From the line with "Note to the class: locate the rooster's foot" to the last line of the data below, repeat every line exactly and add nothing.

Stored data
•••
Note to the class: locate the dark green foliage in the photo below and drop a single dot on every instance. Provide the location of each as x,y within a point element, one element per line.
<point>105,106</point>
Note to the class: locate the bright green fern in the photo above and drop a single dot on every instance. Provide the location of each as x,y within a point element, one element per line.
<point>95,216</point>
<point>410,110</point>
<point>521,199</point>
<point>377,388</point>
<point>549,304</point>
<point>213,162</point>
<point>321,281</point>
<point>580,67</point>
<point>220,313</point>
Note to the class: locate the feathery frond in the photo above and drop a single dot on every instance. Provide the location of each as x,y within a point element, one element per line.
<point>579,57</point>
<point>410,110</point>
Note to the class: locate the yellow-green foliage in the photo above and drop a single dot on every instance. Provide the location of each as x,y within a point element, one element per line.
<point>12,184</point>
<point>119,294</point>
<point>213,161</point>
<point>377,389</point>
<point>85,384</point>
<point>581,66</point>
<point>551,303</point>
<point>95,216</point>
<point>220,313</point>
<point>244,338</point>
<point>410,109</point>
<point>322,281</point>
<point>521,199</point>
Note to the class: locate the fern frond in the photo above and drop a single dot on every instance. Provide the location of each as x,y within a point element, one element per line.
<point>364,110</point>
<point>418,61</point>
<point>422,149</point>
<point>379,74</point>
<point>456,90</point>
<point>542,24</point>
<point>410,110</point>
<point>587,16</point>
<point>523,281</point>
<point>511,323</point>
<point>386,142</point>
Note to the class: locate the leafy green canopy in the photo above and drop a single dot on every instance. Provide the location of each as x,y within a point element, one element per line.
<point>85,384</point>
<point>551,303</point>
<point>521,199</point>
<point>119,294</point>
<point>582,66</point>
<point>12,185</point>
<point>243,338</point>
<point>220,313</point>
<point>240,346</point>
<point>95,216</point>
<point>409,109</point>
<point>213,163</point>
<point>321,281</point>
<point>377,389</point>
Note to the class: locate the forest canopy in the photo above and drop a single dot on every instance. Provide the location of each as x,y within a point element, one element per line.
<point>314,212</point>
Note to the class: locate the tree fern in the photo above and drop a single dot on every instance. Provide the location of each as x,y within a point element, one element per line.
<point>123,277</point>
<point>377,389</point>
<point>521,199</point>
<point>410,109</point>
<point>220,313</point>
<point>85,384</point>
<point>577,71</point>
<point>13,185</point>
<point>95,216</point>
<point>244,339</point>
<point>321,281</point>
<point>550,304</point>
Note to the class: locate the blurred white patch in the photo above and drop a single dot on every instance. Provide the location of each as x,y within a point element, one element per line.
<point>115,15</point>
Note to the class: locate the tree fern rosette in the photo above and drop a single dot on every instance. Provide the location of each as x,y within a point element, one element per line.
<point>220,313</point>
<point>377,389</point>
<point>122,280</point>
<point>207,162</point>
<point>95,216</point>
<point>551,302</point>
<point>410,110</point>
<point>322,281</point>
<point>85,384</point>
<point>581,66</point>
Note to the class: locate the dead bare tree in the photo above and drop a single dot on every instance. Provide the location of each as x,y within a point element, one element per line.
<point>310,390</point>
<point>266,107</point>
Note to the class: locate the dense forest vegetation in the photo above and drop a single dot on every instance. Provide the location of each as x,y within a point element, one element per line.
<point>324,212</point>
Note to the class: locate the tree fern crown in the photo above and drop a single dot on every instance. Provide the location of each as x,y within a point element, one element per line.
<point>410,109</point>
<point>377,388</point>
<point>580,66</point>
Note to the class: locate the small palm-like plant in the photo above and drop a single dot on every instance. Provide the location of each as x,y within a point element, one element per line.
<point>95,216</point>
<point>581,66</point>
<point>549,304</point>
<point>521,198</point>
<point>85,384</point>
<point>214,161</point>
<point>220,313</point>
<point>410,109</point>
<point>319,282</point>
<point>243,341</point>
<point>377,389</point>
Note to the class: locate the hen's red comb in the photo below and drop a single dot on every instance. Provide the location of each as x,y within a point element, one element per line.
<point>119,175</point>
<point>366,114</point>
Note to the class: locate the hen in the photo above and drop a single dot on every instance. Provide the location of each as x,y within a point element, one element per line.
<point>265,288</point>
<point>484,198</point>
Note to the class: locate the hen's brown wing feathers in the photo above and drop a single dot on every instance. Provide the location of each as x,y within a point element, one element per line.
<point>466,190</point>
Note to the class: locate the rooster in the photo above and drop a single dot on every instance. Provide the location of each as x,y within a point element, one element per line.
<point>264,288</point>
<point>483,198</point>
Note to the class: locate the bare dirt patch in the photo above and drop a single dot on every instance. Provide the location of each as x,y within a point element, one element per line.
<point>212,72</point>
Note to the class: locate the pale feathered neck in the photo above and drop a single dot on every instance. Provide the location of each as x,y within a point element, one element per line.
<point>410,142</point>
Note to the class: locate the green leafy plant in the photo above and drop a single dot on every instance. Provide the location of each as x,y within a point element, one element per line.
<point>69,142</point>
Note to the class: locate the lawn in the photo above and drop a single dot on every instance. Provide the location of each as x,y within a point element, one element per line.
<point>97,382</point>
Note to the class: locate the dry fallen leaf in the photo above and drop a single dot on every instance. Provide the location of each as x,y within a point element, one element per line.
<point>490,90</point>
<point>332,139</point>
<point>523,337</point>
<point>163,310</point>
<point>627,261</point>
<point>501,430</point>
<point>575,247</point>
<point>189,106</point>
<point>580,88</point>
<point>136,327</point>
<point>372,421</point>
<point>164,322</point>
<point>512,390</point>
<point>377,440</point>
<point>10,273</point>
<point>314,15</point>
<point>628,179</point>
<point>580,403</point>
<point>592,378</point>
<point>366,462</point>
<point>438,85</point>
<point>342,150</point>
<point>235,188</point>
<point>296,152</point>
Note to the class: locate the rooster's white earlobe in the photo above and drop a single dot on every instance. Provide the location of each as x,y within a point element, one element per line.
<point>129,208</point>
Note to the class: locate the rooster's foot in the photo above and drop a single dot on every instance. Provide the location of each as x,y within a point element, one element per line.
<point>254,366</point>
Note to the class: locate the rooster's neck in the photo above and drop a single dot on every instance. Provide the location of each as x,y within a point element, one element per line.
•••
§ Solution to this problem
Note to the class: locate the rooster's foot in the photo above and drop a single dot on every instance. Provide the location of each as x,y within a point element, one element per line.
<point>254,366</point>
Note to the class: locate the rooster's neck in the photo above and drop a single dot on every instance. Provide the location of each as x,y within a point element, one element per line.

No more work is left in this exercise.